EXERCISE INSTRUCTIONS: Every line from the line containing "Could you point out the metal" through the final line below is to be repeated exactly; no other line is.

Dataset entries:
----
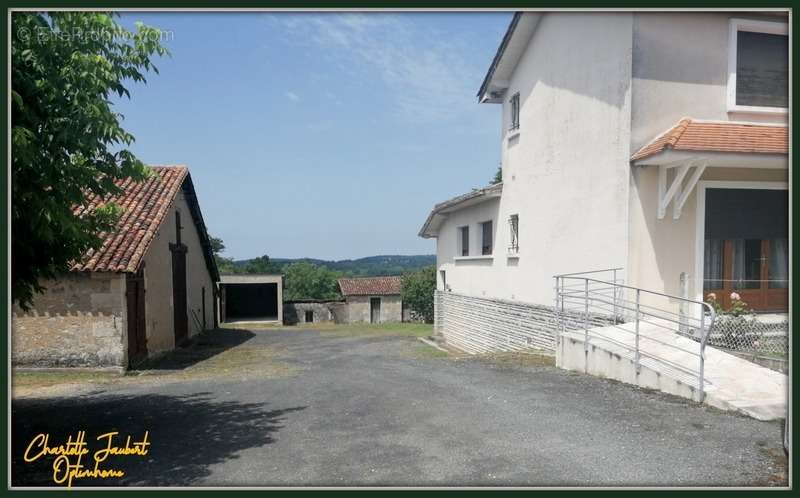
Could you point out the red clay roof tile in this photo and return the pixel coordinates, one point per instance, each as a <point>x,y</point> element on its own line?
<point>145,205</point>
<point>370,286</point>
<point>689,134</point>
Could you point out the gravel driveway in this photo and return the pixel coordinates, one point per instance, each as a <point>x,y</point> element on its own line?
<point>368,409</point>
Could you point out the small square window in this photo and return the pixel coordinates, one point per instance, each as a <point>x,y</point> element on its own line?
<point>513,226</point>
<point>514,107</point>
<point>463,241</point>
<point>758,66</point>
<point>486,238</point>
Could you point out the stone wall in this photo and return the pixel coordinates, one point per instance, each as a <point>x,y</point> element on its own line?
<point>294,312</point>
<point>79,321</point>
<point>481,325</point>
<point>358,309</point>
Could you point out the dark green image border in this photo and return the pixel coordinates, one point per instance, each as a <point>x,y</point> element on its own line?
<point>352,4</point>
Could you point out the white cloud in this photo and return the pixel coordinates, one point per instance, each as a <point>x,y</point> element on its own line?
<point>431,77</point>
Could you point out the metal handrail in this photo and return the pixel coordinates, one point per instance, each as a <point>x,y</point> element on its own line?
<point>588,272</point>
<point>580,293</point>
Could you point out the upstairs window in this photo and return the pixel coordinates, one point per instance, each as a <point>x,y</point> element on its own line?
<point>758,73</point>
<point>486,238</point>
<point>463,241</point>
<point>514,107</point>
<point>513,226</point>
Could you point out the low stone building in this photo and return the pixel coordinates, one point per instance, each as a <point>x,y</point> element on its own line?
----
RESULT:
Could you point out the metal handrail in this photo and return the pixel coordinates, one point per instance, each as a <point>x,y</point> element on its own line?
<point>588,272</point>
<point>580,293</point>
Could you point out the upstairs window in this photo and return the pixel coordinates, one point per instance, each as a <point>x,y</point> element on its own line?
<point>758,73</point>
<point>486,238</point>
<point>463,241</point>
<point>514,107</point>
<point>513,226</point>
Could you point out the low stone building in this photo and return the pixel coordinates, one point per instance, each as a <point>x,y</point> element on its own line?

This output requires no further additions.